#### [EXERCISE A]
In the PUDL notebook, under what environment variable name should the EIA API key be stored?
#### [EXERCISE B]
Pick up the PUDL notebook after its final line and carry it forward.

#### [ARTICLE]
☆ ☆ ☆ ☆

# Install PUDL
Until we get our custom Docker image built, the software needs to be installed in your user environment each session. If you are using this notebook on the Catalyst JupyterHub, uncomment the commands in the following cell and run it before anything else.

In [None]:
#!conda install --yes --quiet python-snappy
#!pip install --quiet git+https://github.com/catalyst-cooperative/pudl.git@dev
#!cp ~/shared/shared-pudl.yml ~/.pudl.yml

## How to use PUDL's output layer

The PUDL databse tables are a standard, <a href="https://en.wikipedia.org/wiki/Database_normalization">normalized</a> way to store and access electricity data. Normalized tables are great for databases and storage, but we often want the de-normalized tables with names and associated info in every record when actually using the tables. Mostly it's including the names of referenced utilities and plants, instead of just their IDs and also some frequently calculated columns (like calcuating `total_fuel_cost` with `total_heat_content_mmbtu` and`fuel_cost_per_mmbtu`). The Catalyst team developed a useful tool to access denormalized tables that we call the PUDL output object.

There are three main layers of the PUDL output object:
- denormalized tables
- compiled analysis
- preliminary access to partially itegrated PUDL datasets

Some benefits of using the outputs:
 - Not having to continually merge the same tables together over and over again for analysis.
 - Caching tables: many analyses rely on using the same table multiple times. The PUDL output object caches a tables so (within the same instance of the object) you don't have to read tabels from the database over and over again.
 - Standardize frequency of tables: Some tables are annual, some monthly, some hourly. The PUDL output object takes a requested frequency and ensures the tabels are aggregated to that frequency.
 - Standardize filling-in methodology. There is a ton of missing or incomplete data. We try to fill some of that in with the output methods.

This notebook assumes you have access to an instance of PUDL database, have an installed pudl python package and have an EIA API key stored as an environmental variable as `API_KEY_EIA`. If you don't have an EIA API key, <a href="https://www.eia.gov/opendata/register.php">register for one here</a>. If you'd rather set your environment variable just in this notebook, you can set it below with `%env API_KEY_EIA={your key}`, otherwise follow instrustions for setting an <a href="https://www.twilio.com/blog/2017/01/how-to-set-environment-variables.html">environmental variable</a> for your setup.

If you have any questions please reach out to: pudl@catalyst.coop

In [None]:
# import the necessary packages
%load_ext autoreload
%autoreload 2

import pandas as pd
import sqlalchemy as sa
import random
import pudl

# Set EIA API key. If you want to set the API key in this notebook, add your key and remove comment (#)
# %env API_KEY_EIA={your key}

In [None]:
# setup for python logging
logger=logging.getLogger()

☆ ☆ ☆ ☆

#### [AVAILABLE DATA]
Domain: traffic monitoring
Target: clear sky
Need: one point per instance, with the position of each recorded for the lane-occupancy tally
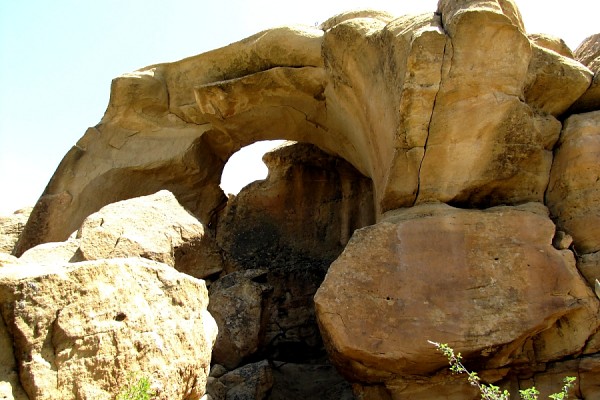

☆ ☆ ☆ ☆

#### [EXERCISE RESULT A]
`API_KEY_EIA`

#### [EXERCISE RESULT B]
logger.setLevel(logging.INFO)
handler = logging.StreamHandler(stream=sys.stdout)
formatter = logging.Formatter('%(message)s')
handler.setFormatter(formatter)
logger.handlers = [handler]

In [None]:
pudl_settings = pudl.workspace.setup.get_defaults()
pudl_engine = sa.create_engine(pudl_settings["pudl_db"])

### Baseline Access to pudl_out

In [None]:
# this configuration will return tables without aggregating by a time frequency... we'll explore that more below.
pudl_out = pudl.output.pudltabl.PudlTabl(pudl_engine=pudl_engine)

In [None]:
# if you want to see all of the docstrings for the public functions in pudl_out
# you can run this (it is commented out because it is quite long):
#help(pudl_out)

In [None]:
# this is the master list of all of the methods in the pudl_out object
# they all return a table cooresponding to their name
methods_pudl_out = [
    method_name for method_name in dir(pudl_out)
    if callable(getattr(pudl_out, method_name))    # if it is a method
    and '__' not in method_name                    # remove the internal methods
]
methods_pudl_out

In [None]:
# you can run any of them to get their table
gens_eia860 = pudl_out.gens_eia860()
gens_eia860.head()

### Exploring pudl_out Arguments
Below, we'll explore the main arguments that are used to customize the PUDL output object. You can mix and match these options.

In [None]:
# here are the default arguments for the pudl_out object
pudl_out = pudl.output.pudltabl.PudlTabl(
    pudl_engine=pudl_engine, # we always need a pudl_engine
    freq=None,               # Desired time grouping to aggregate PUDL tables to.
    start_date=None,         # Beginning date for data to pull from the PUDL DB.
    end_date=None,           # End date for data to pull from the PUDL DB.
    fill=False,              # Whether or not to fill in missing fuel costs with EIA monthly state-level averages
    roll=False,              # Whether or not to fill in monthly missing fuel costs with a 12-month rolling average.
)

#### Frequency Exploration

The PUDL output object accepts any <a href="https://pandas.pydata.org/pandas-docs/stable/user_guide/timeseries.html#timeseries-offset-aliases">frequency</a>, but the only tested and supported options are `AS` (annual starting at the begining of the calander year) and `MS` (monthly starting at the begining of the month).

In [None]:
pudl_out_as = pudl.output.pudltabl.PudlTabl(
    pudl_engine=pudl_engine, # we always need a pudl_engine
    freq='AS',               # Aggregate tables annually
)

In [None]:
gen_eia_923_as = pudl_out_as.gen_eia923()
gen_eia_923_as.head()

In [None]:
pudl_out_ms = pudl.output.pudltabl.PudlTabl(
    pudl_engine=pudl_engine, # we always need a pudl_engine
    freq='MS',               # Aggregate tables monthly
)

In [None]:
gen_ms = pudl_out_ms.gen_eia923()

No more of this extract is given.